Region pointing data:
☆ ☆ ☆ ☆ ☆

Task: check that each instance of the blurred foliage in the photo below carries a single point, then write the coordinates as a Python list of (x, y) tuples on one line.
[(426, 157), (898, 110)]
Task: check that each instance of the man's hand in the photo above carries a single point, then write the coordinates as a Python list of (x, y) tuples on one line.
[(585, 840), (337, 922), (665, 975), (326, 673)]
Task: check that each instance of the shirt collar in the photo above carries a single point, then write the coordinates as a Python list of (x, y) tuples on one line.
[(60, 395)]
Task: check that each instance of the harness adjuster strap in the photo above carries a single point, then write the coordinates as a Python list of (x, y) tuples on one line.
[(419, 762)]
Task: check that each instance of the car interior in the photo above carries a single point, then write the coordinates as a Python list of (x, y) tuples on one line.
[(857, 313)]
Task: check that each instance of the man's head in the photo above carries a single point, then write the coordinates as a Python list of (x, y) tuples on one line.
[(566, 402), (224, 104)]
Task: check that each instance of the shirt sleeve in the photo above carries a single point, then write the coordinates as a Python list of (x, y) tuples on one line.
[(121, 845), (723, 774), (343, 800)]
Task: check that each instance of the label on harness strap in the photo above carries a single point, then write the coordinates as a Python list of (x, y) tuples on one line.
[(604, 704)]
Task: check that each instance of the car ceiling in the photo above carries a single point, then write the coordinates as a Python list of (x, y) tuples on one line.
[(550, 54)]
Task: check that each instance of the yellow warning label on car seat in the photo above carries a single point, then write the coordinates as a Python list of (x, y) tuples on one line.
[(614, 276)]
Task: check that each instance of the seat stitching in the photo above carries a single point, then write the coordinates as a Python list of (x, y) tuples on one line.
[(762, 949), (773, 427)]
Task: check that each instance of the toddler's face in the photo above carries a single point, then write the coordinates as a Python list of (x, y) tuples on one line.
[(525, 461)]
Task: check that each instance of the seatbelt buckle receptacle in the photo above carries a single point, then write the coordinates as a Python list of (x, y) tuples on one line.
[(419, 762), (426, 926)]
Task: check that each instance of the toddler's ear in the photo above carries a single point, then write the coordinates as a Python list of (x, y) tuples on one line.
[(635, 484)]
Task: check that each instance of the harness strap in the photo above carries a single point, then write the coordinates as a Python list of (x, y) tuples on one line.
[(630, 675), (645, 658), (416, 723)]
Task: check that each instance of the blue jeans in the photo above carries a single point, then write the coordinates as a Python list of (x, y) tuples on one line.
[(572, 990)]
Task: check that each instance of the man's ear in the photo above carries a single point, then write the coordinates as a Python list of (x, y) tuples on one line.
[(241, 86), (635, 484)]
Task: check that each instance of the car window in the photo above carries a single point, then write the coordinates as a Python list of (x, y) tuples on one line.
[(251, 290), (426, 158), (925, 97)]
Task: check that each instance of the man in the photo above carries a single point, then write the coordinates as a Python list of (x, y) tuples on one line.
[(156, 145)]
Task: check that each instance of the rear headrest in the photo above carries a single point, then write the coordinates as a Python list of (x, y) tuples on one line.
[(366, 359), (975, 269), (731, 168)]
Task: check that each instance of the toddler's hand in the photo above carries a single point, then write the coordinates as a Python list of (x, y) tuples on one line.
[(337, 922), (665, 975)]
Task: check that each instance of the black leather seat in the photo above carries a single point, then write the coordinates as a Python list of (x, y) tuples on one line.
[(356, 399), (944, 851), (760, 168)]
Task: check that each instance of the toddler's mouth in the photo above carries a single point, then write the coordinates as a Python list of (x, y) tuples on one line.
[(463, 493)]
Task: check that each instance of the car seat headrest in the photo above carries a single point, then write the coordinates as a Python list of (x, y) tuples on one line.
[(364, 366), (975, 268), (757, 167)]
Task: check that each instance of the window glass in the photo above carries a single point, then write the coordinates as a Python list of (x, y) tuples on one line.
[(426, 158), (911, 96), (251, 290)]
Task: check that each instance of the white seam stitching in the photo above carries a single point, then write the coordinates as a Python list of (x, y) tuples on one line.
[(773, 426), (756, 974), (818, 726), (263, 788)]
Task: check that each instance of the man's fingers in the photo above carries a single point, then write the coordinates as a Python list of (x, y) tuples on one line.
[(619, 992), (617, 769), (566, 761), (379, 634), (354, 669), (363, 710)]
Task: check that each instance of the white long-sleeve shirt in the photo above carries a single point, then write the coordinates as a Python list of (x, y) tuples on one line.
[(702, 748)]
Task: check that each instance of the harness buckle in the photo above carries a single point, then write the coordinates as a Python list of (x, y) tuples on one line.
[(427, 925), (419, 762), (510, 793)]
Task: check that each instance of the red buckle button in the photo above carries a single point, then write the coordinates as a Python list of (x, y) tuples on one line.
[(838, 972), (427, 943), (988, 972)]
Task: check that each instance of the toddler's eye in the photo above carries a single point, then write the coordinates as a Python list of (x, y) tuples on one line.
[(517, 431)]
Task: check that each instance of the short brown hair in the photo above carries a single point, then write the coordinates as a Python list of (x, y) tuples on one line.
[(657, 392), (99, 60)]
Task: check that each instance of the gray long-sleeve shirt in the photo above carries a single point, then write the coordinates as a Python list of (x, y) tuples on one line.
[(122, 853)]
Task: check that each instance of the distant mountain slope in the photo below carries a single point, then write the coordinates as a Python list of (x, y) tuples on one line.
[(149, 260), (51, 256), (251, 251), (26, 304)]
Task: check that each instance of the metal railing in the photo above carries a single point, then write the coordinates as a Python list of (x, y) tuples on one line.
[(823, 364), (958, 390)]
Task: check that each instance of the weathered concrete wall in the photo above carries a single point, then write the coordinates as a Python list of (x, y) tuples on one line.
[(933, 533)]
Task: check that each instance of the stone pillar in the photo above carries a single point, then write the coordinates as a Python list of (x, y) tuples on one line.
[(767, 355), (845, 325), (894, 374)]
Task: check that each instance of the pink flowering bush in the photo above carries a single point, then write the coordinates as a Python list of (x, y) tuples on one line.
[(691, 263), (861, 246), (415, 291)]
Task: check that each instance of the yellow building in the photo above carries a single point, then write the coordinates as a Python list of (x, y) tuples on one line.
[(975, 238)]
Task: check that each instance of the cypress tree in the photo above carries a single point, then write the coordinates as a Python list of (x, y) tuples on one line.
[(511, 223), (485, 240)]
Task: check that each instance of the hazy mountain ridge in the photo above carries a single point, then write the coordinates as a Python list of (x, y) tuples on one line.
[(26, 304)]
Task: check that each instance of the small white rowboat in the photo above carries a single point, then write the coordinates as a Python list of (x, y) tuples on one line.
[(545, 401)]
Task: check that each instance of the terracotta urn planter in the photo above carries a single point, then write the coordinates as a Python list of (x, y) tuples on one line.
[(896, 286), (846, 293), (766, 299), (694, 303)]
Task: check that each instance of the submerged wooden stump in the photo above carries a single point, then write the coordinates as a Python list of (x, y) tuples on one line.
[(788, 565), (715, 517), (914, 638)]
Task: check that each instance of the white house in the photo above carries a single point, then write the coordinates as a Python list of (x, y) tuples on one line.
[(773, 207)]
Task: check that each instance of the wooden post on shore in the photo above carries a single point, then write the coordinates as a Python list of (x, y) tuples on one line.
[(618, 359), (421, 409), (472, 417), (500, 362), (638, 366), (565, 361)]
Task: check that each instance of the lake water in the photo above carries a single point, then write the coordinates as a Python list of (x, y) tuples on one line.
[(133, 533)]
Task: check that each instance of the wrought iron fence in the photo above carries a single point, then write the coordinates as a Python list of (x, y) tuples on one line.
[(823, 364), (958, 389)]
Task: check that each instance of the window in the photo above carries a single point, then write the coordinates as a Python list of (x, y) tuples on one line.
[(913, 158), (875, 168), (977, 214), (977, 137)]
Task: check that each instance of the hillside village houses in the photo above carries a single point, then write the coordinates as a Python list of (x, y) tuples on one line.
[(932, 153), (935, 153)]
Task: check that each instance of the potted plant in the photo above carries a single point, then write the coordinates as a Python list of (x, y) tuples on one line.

☆ ☆ ☆ ☆ ☆

# [What is expected]
An exact transcription of all the records is required.

# [Output for this task]
Task: check that each instance of the blurred foliage in the photo below carries a single point, then write the coordinates as a Python list of (x, y) tuples on one line.
[(426, 157), (898, 110)]
Task: check that each instance of the man's hand in the photo above carries a single point, then write the coordinates as a Python list of (x, y) tuples on one line.
[(585, 840), (337, 922), (665, 975), (326, 673)]
Task: check that each instance of the shirt collar in the photo above carries a single point, then write the coordinates as a Python list of (x, y) tuples on one line.
[(60, 395)]
Task: check that each instance of the harness adjuster strap in the photo above carries a single point, then write the coordinates as a Python list of (x, y) tuples on one line.
[(419, 762)]
Task: check that each instance of the car interior in the photo above carries a single point, then write the coordinates as a Python list of (x, y) tuples on one line.
[(857, 313)]
Task: check that each instance of the man's head in the photo above carries a single point, then write the coordinates as a Python list of (x, y) tuples on one line.
[(566, 402), (224, 104)]
Task: check that each instance of the shirt sleeve in the photo above carries a single point, then write the coordinates as a Python list of (x, y) tuples on one line.
[(121, 845), (723, 774), (343, 800)]
Task: check that each instance of the label on harness strap in the photo above carries a single point, then write the coordinates as a Python list of (x, y) tuples on one line.
[(604, 704)]
Task: check that each instance of the car ceiling in the photo above carries a single point, then write the coordinates as a Python list of (x, y) tuples on one line.
[(550, 54)]
Task: check that each instance of the yellow warning label on car seat in the photo above carries a single point, then write the coordinates as a Python list of (x, y) tuples on one line.
[(614, 276)]
Task: check that each instance of the seat stitching in the photo above carries a single point, then write the coordinates as a Python list of (x, y) tuples on one line.
[(762, 949), (773, 427)]
Task: check that each instance of the toddler's face in the photo above carries a single point, then write the coordinates as a Python list of (x, y) tuples on one line.
[(525, 461)]
Task: check that each instance of the seatbelt buckle receptacle in the photo above carries a single point, then write the coordinates as a Python list of (x, y) tuples on one line.
[(419, 762), (426, 926)]
Task: check that each instance of the toddler's ear in the photo above carries a single point, then write the coordinates as a Python list of (x, y) tuples on one line.
[(635, 484)]
Task: check that each instance of the harness strap in the photo above carries a single point, then write the coordinates as a Python list of (x, y) tuples on one line.
[(630, 675), (645, 658), (416, 723)]
Task: check that each instance of the blue jeans in the photo above carries a single point, then write the coordinates as a Python list of (x, y) tuples on one line.
[(572, 990)]
Task: check that each instance of the man's ear in the photo above carries a single point, then write the coordinates as a Python list of (x, y) tuples on one line.
[(241, 86), (635, 484)]
Task: check that each instance of the car window in the photo above carries a single point, then write the coordinates as a Python list of (x, y) tuples on one line.
[(251, 290), (426, 158), (925, 97)]
Task: check that each instance of the man in the photo above carries a single point, then write the coordinates as a Python list of (x, y) tuples on one line.
[(156, 145)]
Task: check that each instance of the rear headrest in the photo above carries a single point, then write the coordinates as a Python list of (x, y) tuples on one line.
[(366, 359), (975, 269), (731, 168)]
Task: check that each instance of the toddler's hand in the photo above carries a single point, then write the coordinates as a Python list of (x, y) tuples on one line.
[(337, 922), (665, 975)]
Task: check that each instance of the black leather seat in the photo above carries a single point, then write the coordinates as a Python list of (x, y) tuples on one line.
[(356, 399), (944, 851), (760, 168)]
Task: check that each instance of the toddler's mouth in the photo above carries a single point, then write the coordinates as a Python list of (x, y) tuples on one line.
[(463, 493)]
Task: check that each instance of the car seat headrest in the photo above carries a single point, then write the coordinates as a Python list of (x, y) tuples on one line.
[(364, 366), (975, 268), (757, 167)]
Task: check that each instance of the window glass in the photo above carries a single point, then write the coordinates as a Python list of (x, y) tuples on one line.
[(426, 158), (911, 96), (251, 290)]
Task: check that each instance of the white seam stitching in the photo above carries a single point, then write the coordinates as a Python list of (x, y) tuples on one line.
[(773, 426), (756, 974), (818, 726), (263, 788)]
Task: check that each instance of the man's fingers in the photo above carries a single point, then write the coordinates as a Python list of (x, y) tuples on one line.
[(619, 992), (617, 769), (566, 761), (379, 634), (354, 669), (363, 710)]
Task: check that each instance of the white long-sleeve shirt in the photo above carries a single point, then write the coordinates as a Python list of (x, y) tuples on one line.
[(702, 748)]
Task: check that each instance of the harness buckle in the photo above carries a single point, then write the coordinates as a Python list of (x, y) tuples on one line.
[(427, 925), (419, 762), (510, 793)]
Task: check that each instance of the red buckle button in the photo above carries a single point, then write the coordinates as a Python list of (x, y) tuples on one line.
[(838, 972), (427, 943), (988, 972)]
Task: check that each instance of the toddler's eye in the photo above carries a single point, then write the coordinates as a Python list of (x, y) tuples on one line.
[(517, 431)]
Task: check that each instance of the short brown hair in the photo above carries a single point, then write the coordinates as a Python list of (x, y) tuples on one line.
[(657, 392), (99, 60)]
Task: check that each instance of the gray long-sleeve shirt in the photo above carries a single point, then write the coordinates as a Python list of (x, y) tuples on one line.
[(122, 853)]
Task: check that each instance of the distant mountain slope in the photo below carries a single point, then write the coordinates as a Python list of (x, y) tuples on one line.
[(149, 260), (51, 256), (251, 251), (26, 304)]
Task: check that each instance of the metal railing in the photo above carries a single point, then write the coordinates as a Python list of (x, y) tuples on one line.
[(823, 364), (958, 390)]
Task: check that each instance of the weathered concrete wall in the photo above carries a single point, then write the coordinates as a Python list of (x, y) tuples on one line.
[(933, 533)]
Task: check that each instance of the stone pillar in the photo above carries a single point, then write the coordinates as a Python list of (x, y) tuples on one line.
[(767, 355), (845, 325), (894, 374)]
Task: check that each instance of the pink flowering bush in the photo above carries a single point, then write the coordinates as a Python list of (x, y) tuples on one line.
[(691, 263), (861, 246), (415, 291)]
Task: check that each instance of the yellow building in the photo above carries a single point, then write the coordinates as a Python list of (x, y) tuples on one line.
[(975, 238)]
Task: check that each instance of the cypress tree in the photo above carries a single point, then write the coordinates as a Python list of (x, y) tuples on one line.
[(511, 223), (485, 240)]
Task: check that each instance of the hazy mountain ridge in the photo above carries a single point, then write the coordinates as a Python list of (x, y) tuples on one line.
[(26, 304)]
Task: check that each instance of the small white rowboat in the photo above carries a single point, then write the coordinates as a Python list of (x, y) tuples on one line.
[(545, 401)]
Task: check that each instance of the terracotta urn planter in the photo above carries a single point, then write the coordinates as a Python list of (x, y) tuples on one line.
[(896, 286), (846, 293), (766, 299), (694, 303)]
Task: check that each instance of the submerged wooden stump in the photo above carries a single point, then write the coordinates as a Python list of (x, y) tuples on one line.
[(788, 565), (715, 517), (914, 638)]
Task: check that each instance of the white house in the photo above carries a single point, then write the coordinates as a Python list of (x, y) tuples on one line.
[(773, 207)]
Task: check that each instance of the wooden post on shore in the photo above carries a single point, then write the coordinates as a Python list of (x, y) tuples on one line.
[(618, 359), (421, 409), (472, 417), (500, 362), (638, 366), (565, 361)]
Task: check that each instance of the lake water in the photo above carries a single point, then write the coordinates as a Python list of (x, y) tuples on one line.
[(133, 533)]
Task: check that each instance of the wrought iron fence in the photo above carries a single point, then write the coordinates as a Python list of (x, y) tuples on one line.
[(823, 364), (958, 389)]
Task: check that each instance of the window in the photo above carries a single point, then write the coordinates as a Python list of (x, y) tuples on one line.
[(913, 158), (875, 168), (977, 214), (977, 137)]
Task: check that each instance of the hillside village houses in the photo above carries a single point, then write the coordinates as a Python list of (x, y) tuples on one line.
[(932, 153), (935, 153)]
Task: check that each instance of the potted plant in the photo above carries a single point, then write the coordinates as a Python list of (x, y) tuples on one line.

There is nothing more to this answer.